Open Access
Biochemical and Pharmacological Characterization of a Depressant Insect Toxin from the Venom of the Scorpion Buthacus arenicola
Author(s) -
Cestèle Sandrine,
Kopeyan Charles,
Oughideni Razika,
Mansuelle Pascal,
Granier Claude,
Rochat Hervé
Publication year - 1997
Publication title -
european journal of biochemistry
Language(s) - English
Resource type - Journals
eISSN - 1432-1033
pISSN - 0014-2956
DOI - 10.1111/j.1432-1033.1997.93_1a.x
Subject(s) - arenicola , venom , depressant , toxin , biology , chemistry , toxicology , biochemistry , pharmacology , ecology
A depressant toxin active on insects, Buthacus arenicola IT2, was isolated from the venom of the North African scorpion B. arenicola and its structural and pharmacological properties were investigated. B. arenicola IT2 is a single polypeptide of 61 amino acid residues, including 8 half‐cystines but no methionine and histidine, with a molecular mass of 6835 Da. Its amino acid sequence is 79–95% identical to other depressant toxins from scorpions. When injected into the cockroach Blatella germanica, B. arenicola IT2 induced a slow depressant flaccid paralysis with a LD 50 ., of 175 ng. B. arenicola IT2 has two non‐interacting binding sites in cockroach neuronal membranes: one of high affinity ( K d1 = 0.11±0.04 nM) and low capacity (B max1 = 2.2 ±20.6 pmol/mg), and one of low affinity ( K d2 = 24±27 nM) and high capacity ( B max P = 226±292 pmol/mg). Its binding to these two sites was completely inhibited by Leiurus quinquestriatus quinquestriatus IT2, a depressant toxin from L. quinquestriatus quinquestriatus. Reciprocal‐binding experiments between B. arenicola IT2 and the excitatory insect‐toxin A. australis Hector IT revealed competition between the two toxins for the high‐affinity sites of B. arenicola IT2. B. arenicola IT2 has a higher affinity than L. quinquestriatus hebraeus IT2, a depressant toxin from L. quinquestriatus hebraeus. Thus, B. arenicola IT2 represents an interesting tool to study the receptor site for depressant toxins on insect sodium channels.

++++++

Task A. In the scorpion toxin abstract, how many amino acid residues make up B. arenicola IT2?
Task B. Turn the scorpion toxin abstract's paragraph beginning "A depressant toxin active on insects" into a brief list of its main findings.

Raw data.
++++++

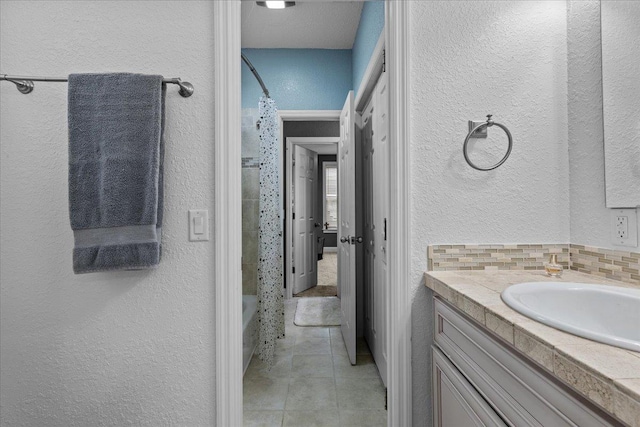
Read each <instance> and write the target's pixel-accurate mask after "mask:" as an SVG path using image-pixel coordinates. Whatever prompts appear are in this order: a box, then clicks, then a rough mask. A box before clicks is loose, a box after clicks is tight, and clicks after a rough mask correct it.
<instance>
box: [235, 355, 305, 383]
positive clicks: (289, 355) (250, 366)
mask: <svg viewBox="0 0 640 427" xmlns="http://www.w3.org/2000/svg"><path fill="white" fill-rule="evenodd" d="M292 359H293V355H290V354H277V353H276V357H275V365H273V366H272V367H269V366H268V365H267V364H266V363H264V362H263V361H262V360H260V358H259V357H258V356H257V355H254V356H253V358H252V359H251V363H250V364H249V367H248V368H247V372H245V374H244V378H245V379H250V378H276V379H277V378H281V379H282V378H288V377H289V376H290V375H291V362H292Z"/></svg>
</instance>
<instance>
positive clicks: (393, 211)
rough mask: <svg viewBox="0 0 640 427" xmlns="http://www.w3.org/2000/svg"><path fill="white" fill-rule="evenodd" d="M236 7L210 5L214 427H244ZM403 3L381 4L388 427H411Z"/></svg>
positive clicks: (239, 123)
mask: <svg viewBox="0 0 640 427" xmlns="http://www.w3.org/2000/svg"><path fill="white" fill-rule="evenodd" d="M240 7H241V3H240V0H230V1H216V2H214V3H213V8H214V13H213V27H214V28H213V29H214V37H213V39H214V40H213V44H214V49H213V50H214V52H213V55H214V66H215V69H214V70H212V71H213V78H214V81H215V84H214V90H215V92H214V93H215V117H214V127H215V141H214V144H215V153H216V155H215V165H214V168H215V171H214V177H215V193H214V197H215V213H214V214H215V217H214V230H215V234H214V239H215V243H214V244H215V259H214V270H215V284H214V286H215V310H216V312H215V314H214V316H215V331H216V336H215V365H216V366H215V368H216V369H215V373H216V376H215V383H216V386H215V387H216V402H215V403H216V408H215V418H216V425H219V426H226V425H242V314H241V310H239V307H240V306H241V304H242V302H241V301H242V272H241V239H240V238H238V236H241V235H242V234H241V230H242V228H241V227H242V221H241V196H240V195H241V185H240V183H241V152H240V144H241V111H240V110H241V78H240V65H241V64H240V63H241V61H240V58H239V53H240V49H241V43H240V41H241V14H240ZM410 21H411V20H410V16H409V2H406V1H389V0H385V30H384V32H385V46H386V50H387V52H386V58H387V62H388V64H387V70H388V72H389V89H390V91H389V107H390V108H389V122H390V133H389V135H390V141H389V161H390V165H389V166H390V167H389V180H390V182H389V188H392V189H393V191H391V192H390V197H389V204H390V212H389V241H388V248H389V255H390V256H389V285H390V288H389V291H390V292H389V298H388V301H387V304H388V306H387V309H388V313H389V324H388V325H387V327H388V332H389V333H388V335H387V348H388V350H389V354H388V384H387V386H388V396H389V399H388V416H387V422H388V425H390V426H410V425H411V424H412V392H411V391H412V383H411V300H410V296H411V292H410V288H411V282H410V279H411V273H412V271H411V260H410V259H411V255H412V254H411V233H410V231H411V230H410V226H411V203H410V198H409V195H410V190H411V188H410V177H411V171H410V165H411V162H410V158H409V154H410V146H409V142H410V117H409V115H410V109H409V103H410V98H409V96H410V93H411V92H410V87H409V84H410V72H411V68H410V62H409V47H410V46H409V40H410V38H409V34H410V28H409V25H410Z"/></svg>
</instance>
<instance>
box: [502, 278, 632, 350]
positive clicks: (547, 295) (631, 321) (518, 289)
mask: <svg viewBox="0 0 640 427" xmlns="http://www.w3.org/2000/svg"><path fill="white" fill-rule="evenodd" d="M501 296H502V300H503V301H504V302H505V304H507V305H508V306H509V307H511V308H512V309H514V310H516V311H517V312H519V313H522V314H524V315H525V316H527V317H530V318H531V319H533V320H536V321H538V322H541V323H544V324H545V325H549V326H551V327H554V328H556V329H560V330H563V331H565V332H569V333H571V334H574V335H578V336H581V337H584V338H588V339H590V340H593V341H598V342H601V343H605V344H609V345H614V346H616V347H621V348H626V349H629V350H633V351H637V352H640V290H638V289H628V288H621V287H617V286H603V285H590V284H586V283H569V282H527V283H519V284H517V285H512V286H509V287H508V288H507V289H505V290H504V291H503V292H502V294H501Z"/></svg>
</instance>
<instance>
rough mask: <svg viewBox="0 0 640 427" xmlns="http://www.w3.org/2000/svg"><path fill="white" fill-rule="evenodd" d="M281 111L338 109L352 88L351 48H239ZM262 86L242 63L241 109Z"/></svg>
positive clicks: (255, 99) (244, 107)
mask: <svg viewBox="0 0 640 427" xmlns="http://www.w3.org/2000/svg"><path fill="white" fill-rule="evenodd" d="M242 52H243V53H244V54H245V55H246V56H247V58H249V61H251V63H252V64H253V66H254V67H255V68H256V70H257V71H258V73H259V74H260V77H262V80H263V81H264V84H265V86H266V87H267V89H268V90H269V93H270V95H271V97H272V98H273V99H275V101H276V105H277V106H278V109H280V110H340V109H342V106H343V104H344V100H345V97H346V96H347V92H349V90H351V78H352V69H351V50H350V49H242ZM261 95H262V89H261V88H260V85H259V84H258V81H257V80H256V79H255V77H254V76H253V74H252V73H251V71H250V70H249V67H247V65H246V64H244V63H243V64H242V108H256V107H257V105H258V99H259V98H260V96H261Z"/></svg>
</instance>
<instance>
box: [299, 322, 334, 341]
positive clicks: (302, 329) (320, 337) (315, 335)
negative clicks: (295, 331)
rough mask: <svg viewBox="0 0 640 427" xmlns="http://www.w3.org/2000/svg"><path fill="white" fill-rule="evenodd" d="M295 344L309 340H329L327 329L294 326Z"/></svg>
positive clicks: (328, 331) (327, 331)
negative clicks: (294, 330) (295, 339)
mask: <svg viewBox="0 0 640 427" xmlns="http://www.w3.org/2000/svg"><path fill="white" fill-rule="evenodd" d="M295 328H296V343H297V342H301V341H304V340H307V339H310V338H329V328H322V327H315V326H295Z"/></svg>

++++++

Task solution A. 61 amino acid residues.

Task solution B.
- B. arenicola IT2, a depressant toxin active on insects, was isolated from the venom of the North African scorpion B. arenicola.
- It is a single polypeptide of 61 amino acid residues with 8 half-cystines, no methionine or histidine, and a molecular mass of 6835 Da.
- Its sequence is 79–95% identical to other scorpion depressant toxins.
- Injected into the cockroach Blatella germanica, it caused a slow depressant flaccid paralysis.
- It binds two non-interacting sites in cockroach neuronal membranes: one of high affinity and low capacity, and one of low affinity and high capacity.
- L. quinquestriatus quinquestriatus IT2 completely inhibited its binding to both sites.
- It competed with the excitatory toxin A. australis Hector IT for its high-affinity sites.
- It has a higher affinity than L. quinquestriatus hebraeus IT2.
- It is a useful tool for studying the receptor site for depressant toxins on insect sodium channels.